[Location annotation dataset excerpts]
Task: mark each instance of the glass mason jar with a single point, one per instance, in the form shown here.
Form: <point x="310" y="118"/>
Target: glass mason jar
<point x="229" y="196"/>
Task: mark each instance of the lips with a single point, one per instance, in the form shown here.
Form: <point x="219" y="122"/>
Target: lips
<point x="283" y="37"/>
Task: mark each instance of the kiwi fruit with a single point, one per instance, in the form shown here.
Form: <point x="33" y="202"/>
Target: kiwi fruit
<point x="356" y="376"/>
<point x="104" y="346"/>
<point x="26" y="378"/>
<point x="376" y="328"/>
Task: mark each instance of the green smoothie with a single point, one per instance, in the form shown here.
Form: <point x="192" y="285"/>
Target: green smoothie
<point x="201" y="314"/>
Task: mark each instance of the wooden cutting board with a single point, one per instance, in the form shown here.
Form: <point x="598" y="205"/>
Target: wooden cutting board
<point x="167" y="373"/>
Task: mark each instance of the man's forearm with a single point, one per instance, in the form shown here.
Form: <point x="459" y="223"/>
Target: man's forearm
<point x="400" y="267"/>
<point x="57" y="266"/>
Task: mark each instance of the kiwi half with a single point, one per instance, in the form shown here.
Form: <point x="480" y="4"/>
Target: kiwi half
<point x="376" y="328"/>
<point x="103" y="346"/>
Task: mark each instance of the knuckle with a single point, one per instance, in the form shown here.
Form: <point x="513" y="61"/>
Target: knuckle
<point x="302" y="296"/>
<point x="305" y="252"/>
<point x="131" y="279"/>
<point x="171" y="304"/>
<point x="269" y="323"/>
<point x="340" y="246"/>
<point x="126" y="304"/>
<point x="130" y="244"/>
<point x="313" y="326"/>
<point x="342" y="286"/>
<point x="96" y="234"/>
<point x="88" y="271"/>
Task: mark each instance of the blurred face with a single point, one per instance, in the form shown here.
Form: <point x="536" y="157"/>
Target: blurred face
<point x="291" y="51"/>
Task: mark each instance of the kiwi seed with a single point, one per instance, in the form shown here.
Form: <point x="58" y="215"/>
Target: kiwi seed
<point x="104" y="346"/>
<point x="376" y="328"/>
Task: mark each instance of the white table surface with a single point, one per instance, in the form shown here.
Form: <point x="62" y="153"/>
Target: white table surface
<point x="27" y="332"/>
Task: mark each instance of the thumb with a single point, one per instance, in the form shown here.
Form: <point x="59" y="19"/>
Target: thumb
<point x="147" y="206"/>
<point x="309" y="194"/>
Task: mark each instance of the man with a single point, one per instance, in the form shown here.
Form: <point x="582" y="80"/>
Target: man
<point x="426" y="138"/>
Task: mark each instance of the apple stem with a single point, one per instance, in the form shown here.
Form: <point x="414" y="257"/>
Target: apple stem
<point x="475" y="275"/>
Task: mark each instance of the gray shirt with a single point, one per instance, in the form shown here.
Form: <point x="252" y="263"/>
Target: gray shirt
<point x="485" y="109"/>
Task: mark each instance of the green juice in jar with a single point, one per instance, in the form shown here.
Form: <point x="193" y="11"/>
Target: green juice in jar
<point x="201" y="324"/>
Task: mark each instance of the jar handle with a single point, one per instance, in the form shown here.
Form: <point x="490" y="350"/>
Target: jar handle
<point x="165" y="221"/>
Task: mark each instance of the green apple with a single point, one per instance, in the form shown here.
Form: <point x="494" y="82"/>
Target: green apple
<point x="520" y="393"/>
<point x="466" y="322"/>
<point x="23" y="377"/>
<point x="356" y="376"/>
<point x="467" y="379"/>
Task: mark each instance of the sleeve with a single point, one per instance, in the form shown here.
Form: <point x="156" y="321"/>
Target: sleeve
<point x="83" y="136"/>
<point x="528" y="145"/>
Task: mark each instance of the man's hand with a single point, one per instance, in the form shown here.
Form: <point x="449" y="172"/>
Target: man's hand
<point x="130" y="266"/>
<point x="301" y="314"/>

- PROBLEM TO WORK ON -
The lines above should be duplicated exactly.

- COMPLETE OUTPUT -
Task: mark each instance of the glass mason jar with a single point, one per instance, in the form shown here.
Form: <point x="310" y="118"/>
Target: glass mason jar
<point x="229" y="196"/>
Task: mark each instance of the lips with a single point, one per instance, in the form shown here.
Form: <point x="219" y="122"/>
Target: lips
<point x="283" y="37"/>
Task: mark each instance of the kiwi fruit with a single point, one per instance, in the form shown here.
Form: <point x="33" y="202"/>
Target: kiwi fruit
<point x="356" y="376"/>
<point x="104" y="346"/>
<point x="26" y="378"/>
<point x="376" y="328"/>
Task: mark each instance of the green smoothie with a single point, one per instance, in the form shown here.
Form: <point x="192" y="285"/>
Target: green smoothie
<point x="201" y="314"/>
Task: mark each instance of the wooden cutting board with a single point, one per instance, in the form shown here.
Form: <point x="598" y="205"/>
Target: wooden cutting board
<point x="167" y="373"/>
Task: mark each instance of the man's forearm with a single point, one per instance, in the form shown here.
Form: <point x="459" y="223"/>
Target: man's forearm
<point x="400" y="267"/>
<point x="57" y="266"/>
Task: mark each instance of the kiwi half with a single point, one per instance, in the form shown here.
Form: <point x="480" y="4"/>
Target: kiwi half
<point x="376" y="328"/>
<point x="103" y="346"/>
Task: mark each instance of the knuckle with a single point, one per instance, in the form shown here.
Form: <point x="513" y="61"/>
Target: knuckle
<point x="302" y="296"/>
<point x="305" y="252"/>
<point x="131" y="279"/>
<point x="171" y="304"/>
<point x="269" y="323"/>
<point x="340" y="246"/>
<point x="126" y="304"/>
<point x="130" y="244"/>
<point x="313" y="326"/>
<point x="342" y="286"/>
<point x="96" y="234"/>
<point x="88" y="271"/>
Task: mark each instance of the blurred face with a single point, one per instance, in the form shown here.
Form: <point x="536" y="157"/>
Target: blurred face
<point x="291" y="51"/>
Task: mark each instance of the kiwi seed with a single point, one per instance, in the form shown here.
Form: <point x="58" y="215"/>
Target: kiwi seed
<point x="104" y="346"/>
<point x="376" y="328"/>
Task: mark each instance of the white table surface with a single point, one per instance, in the form shown here.
Form: <point x="62" y="153"/>
Target: white table surface
<point x="27" y="332"/>
Task: mark each instance of the thumb with a single point, one per instance, in the form shown here.
Form: <point x="59" y="19"/>
Target: thumb
<point x="147" y="206"/>
<point x="309" y="194"/>
Task: mark each instance of the man with a single point, one per instance, in the form shown here.
Form: <point x="582" y="80"/>
Target: man
<point x="426" y="138"/>
Task: mark each instance of the apple stem with a single point, one per instance, in the form shown here.
Form: <point x="414" y="257"/>
Target: apple stem
<point x="475" y="275"/>
Task: mark each instance of the gray shirt with a single point, one per instance, in the form shown here.
Form: <point x="252" y="263"/>
Target: gray shirt
<point x="485" y="109"/>
Task: mark each instance of the green juice in jar with a single point, one per instance, in the form shown here.
Form: <point x="193" y="11"/>
Target: green juice in jar
<point x="201" y="324"/>
Task: mark each instance of the jar handle with a single point, one per instance, in the form shown here.
Form: <point x="490" y="350"/>
Target: jar handle
<point x="165" y="221"/>
Task: mark each instance of the green apple with a single point, one per instance, in the form shown here.
Form: <point x="494" y="82"/>
Target: green apple
<point x="520" y="393"/>
<point x="466" y="322"/>
<point x="23" y="377"/>
<point x="356" y="376"/>
<point x="467" y="379"/>
Task: mark each instance of the sleeve with a single point, one per instance, in the form shown here.
Form: <point x="156" y="321"/>
Target: sleeve
<point x="83" y="136"/>
<point x="528" y="145"/>
Task: mark each instance of the man's hand with a single point, one per instance, in the form shown here.
Form: <point x="449" y="172"/>
Target: man's hand
<point x="130" y="266"/>
<point x="301" y="314"/>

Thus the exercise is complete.